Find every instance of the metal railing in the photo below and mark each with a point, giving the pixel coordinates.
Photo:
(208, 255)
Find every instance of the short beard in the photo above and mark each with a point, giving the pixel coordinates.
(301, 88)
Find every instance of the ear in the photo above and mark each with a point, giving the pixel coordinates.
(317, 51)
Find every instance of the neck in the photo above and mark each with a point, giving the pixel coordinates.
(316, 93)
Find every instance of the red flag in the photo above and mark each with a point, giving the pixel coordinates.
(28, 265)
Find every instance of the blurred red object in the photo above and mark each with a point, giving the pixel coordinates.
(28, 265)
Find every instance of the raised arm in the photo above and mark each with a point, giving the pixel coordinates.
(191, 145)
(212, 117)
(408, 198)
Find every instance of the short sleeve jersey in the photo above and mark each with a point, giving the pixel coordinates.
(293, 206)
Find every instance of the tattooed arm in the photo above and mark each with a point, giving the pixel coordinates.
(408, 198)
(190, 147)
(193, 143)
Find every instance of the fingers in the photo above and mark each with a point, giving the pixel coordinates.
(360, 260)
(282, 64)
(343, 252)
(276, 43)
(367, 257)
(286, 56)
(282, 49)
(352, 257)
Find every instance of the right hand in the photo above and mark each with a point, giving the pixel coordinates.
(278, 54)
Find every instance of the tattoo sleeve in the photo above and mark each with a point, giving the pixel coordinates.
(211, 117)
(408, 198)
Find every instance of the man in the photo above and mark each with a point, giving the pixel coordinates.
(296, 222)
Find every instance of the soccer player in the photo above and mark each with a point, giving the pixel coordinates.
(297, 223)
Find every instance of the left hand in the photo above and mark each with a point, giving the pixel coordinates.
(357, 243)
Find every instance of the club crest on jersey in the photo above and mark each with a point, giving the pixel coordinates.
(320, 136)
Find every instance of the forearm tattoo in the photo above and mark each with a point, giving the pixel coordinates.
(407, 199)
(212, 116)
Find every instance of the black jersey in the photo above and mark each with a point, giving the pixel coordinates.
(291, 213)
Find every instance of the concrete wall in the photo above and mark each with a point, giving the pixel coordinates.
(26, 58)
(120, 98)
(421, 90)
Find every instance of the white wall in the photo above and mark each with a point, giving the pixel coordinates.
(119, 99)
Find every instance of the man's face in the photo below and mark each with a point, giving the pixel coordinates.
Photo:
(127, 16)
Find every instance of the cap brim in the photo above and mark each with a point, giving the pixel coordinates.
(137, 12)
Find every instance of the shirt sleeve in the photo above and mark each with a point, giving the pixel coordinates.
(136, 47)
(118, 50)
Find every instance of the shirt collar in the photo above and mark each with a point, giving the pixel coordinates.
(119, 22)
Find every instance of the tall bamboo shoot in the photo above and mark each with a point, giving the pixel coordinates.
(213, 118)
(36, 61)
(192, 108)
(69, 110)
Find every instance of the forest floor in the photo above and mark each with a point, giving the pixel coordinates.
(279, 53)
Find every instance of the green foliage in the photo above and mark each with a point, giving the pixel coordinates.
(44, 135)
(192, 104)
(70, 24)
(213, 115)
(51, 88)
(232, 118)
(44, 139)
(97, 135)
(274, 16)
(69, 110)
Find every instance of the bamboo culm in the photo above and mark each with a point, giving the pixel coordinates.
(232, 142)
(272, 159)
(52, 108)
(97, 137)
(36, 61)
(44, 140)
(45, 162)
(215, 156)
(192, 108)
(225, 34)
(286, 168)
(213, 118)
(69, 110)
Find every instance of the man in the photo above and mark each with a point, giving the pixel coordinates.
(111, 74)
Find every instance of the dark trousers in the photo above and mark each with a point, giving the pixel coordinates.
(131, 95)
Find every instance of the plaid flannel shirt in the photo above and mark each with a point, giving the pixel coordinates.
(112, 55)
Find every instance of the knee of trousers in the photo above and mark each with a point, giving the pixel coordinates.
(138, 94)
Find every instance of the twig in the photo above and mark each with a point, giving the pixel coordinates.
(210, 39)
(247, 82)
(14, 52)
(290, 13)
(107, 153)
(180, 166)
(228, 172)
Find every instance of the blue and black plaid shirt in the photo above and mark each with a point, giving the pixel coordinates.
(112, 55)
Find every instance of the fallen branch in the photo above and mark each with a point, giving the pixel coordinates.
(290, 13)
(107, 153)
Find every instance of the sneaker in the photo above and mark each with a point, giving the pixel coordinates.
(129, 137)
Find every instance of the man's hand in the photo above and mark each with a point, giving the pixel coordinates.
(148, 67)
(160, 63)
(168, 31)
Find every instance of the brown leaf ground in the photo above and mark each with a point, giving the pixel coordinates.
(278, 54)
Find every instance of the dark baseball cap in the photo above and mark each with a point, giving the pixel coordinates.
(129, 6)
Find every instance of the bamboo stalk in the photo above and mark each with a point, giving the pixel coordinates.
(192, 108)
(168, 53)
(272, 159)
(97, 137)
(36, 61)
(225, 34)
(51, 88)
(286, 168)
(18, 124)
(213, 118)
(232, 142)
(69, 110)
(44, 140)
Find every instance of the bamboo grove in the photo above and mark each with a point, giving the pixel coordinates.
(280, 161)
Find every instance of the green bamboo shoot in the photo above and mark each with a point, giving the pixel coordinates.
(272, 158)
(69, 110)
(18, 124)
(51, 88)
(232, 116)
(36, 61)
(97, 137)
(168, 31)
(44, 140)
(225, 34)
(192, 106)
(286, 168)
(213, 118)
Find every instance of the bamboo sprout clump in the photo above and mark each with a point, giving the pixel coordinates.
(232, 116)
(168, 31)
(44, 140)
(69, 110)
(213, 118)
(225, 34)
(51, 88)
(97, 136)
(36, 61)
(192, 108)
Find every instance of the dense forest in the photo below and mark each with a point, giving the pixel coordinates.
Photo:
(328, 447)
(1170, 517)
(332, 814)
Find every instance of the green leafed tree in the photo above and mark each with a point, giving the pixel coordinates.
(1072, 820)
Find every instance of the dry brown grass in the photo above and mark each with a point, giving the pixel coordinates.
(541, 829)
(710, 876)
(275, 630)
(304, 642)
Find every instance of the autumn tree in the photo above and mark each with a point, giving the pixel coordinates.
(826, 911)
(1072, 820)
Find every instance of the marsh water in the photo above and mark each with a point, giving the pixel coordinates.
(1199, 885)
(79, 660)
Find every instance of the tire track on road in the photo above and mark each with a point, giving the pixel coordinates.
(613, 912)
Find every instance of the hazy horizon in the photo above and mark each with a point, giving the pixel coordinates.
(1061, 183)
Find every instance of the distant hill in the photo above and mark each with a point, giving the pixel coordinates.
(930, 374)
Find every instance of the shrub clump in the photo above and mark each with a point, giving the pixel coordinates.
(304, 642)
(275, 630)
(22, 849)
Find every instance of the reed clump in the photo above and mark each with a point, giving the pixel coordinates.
◇ ◇ ◇
• Your instructions
All lines above that include the word "below" must be copied into the answer.

• Response area
Find every instance of the metal railing in the photo below and mark each with a point, giving the pixel coordinates.
Find every instance of the man's face in the photo below and mark each with a point, giving the pixel coordinates.
Find every instance of the dense forest in the photo below and mark each with a point, giving the pixel coordinates.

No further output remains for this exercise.